An estimated 3.4 percent of Americans experience major depression severe enough to interfere with normal life, according to the Centers for Disease Control and Prevention. Effective, proven treatment options are limited for patients who don’t respond to the standard treatments of medication and psychotherapy. Researchers remain focused on exploring experimental approaches to help people with treatment-resistant depression. Magnetic seizure therapy (MST) is an experimental treatment that may help patients with severe, treatment-resistant depression. Its aim is to use the newly available technology of transcranial magnetic stimulation (TMS) to achieve the effectiveness of electroconvulsive therapy (ECT) without its side effects.
How Magnetic Seizure Therapy Works
In order to understand magnetic seizure therapy, it’s important to understand the strengths and weaknesses of both ECT and TMS. In ECT, doctors use high levels of targeted electrical energy to trigger therapeutic seizures. The procedure has a decades-long track record of effectiveness, but the seizures often come with side effects such as disorientation and memory loss. In TMS, large amounts of electrical energy are pulsed into a coil to produce magnetic fields that pass through the skull. This directly stimulates the portion of the brain that regulates mood.
In magnetic seizure therapy, the TMS device is used at much higher settings with the goal of generating a seizure. With MST, it is believed that the physician can avoid the brain’s memory centers while still triggering a seizure.

→ **Exercise details**:
Can you reproduce, word for word, the stretch of the magnetic seizure therapy text that opens with the words containing "How Magnetic Seizure" and closes with "that regulates mood."?

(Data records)
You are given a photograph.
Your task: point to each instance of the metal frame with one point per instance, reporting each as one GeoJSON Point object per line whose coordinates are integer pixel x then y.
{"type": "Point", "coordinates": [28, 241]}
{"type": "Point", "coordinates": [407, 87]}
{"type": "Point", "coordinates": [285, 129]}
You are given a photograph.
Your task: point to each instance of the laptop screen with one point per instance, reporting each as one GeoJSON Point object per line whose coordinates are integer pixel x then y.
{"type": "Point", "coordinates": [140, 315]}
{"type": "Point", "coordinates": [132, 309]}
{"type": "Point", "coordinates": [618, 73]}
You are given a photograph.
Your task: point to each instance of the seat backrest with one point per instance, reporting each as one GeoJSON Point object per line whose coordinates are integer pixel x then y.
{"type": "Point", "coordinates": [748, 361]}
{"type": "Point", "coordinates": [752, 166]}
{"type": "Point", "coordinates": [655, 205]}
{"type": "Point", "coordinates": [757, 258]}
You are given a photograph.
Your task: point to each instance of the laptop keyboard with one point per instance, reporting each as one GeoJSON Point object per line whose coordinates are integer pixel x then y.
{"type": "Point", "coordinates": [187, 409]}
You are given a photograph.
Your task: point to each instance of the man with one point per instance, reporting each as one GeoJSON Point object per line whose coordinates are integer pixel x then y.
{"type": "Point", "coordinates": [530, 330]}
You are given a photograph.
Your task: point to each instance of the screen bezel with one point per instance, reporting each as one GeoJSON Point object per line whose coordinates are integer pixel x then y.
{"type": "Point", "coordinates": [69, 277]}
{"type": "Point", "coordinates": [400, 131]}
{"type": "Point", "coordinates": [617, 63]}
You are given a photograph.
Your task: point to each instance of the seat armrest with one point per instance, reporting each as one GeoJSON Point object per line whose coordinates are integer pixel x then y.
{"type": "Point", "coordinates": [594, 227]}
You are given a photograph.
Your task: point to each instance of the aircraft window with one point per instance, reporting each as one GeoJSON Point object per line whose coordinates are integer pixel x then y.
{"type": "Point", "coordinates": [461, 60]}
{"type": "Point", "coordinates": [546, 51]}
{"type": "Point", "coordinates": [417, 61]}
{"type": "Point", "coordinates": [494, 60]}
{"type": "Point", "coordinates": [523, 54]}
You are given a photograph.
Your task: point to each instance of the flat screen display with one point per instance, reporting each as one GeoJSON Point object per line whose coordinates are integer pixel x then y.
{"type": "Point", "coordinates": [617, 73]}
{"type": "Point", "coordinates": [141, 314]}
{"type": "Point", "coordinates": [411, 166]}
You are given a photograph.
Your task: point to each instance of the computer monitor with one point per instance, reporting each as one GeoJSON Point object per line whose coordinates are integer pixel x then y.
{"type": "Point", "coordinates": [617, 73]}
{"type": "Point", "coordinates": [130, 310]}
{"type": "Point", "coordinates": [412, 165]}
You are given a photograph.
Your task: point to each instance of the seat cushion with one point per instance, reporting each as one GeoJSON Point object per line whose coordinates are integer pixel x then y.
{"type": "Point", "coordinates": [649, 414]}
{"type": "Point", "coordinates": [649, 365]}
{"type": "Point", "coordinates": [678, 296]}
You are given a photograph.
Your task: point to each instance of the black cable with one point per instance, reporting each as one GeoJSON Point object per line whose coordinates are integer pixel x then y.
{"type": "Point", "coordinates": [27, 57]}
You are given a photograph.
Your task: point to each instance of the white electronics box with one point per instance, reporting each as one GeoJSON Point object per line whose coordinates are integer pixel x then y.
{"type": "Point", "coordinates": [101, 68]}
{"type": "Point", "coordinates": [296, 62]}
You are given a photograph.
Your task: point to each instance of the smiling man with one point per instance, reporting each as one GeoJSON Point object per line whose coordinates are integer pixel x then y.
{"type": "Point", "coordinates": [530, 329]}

→ **Written answer**:
How Magnetic Seizure Therapy Works
In order to understand magnetic seizure therapy, it’s important to understand the strengths and weaknesses of both ECT and TMS. In ECT, doctors use high levels of targeted electrical energy to trigger therapeutic seizures. The procedure has a decades-long track record of effectiveness, but the seizures often come with side effects such as disorientation and memory loss. In TMS, large amounts of electrical energy are pulsed into a coil to produce magnetic fields that pass through the skull. This directly stimulates the portion of the brain that regulates mood.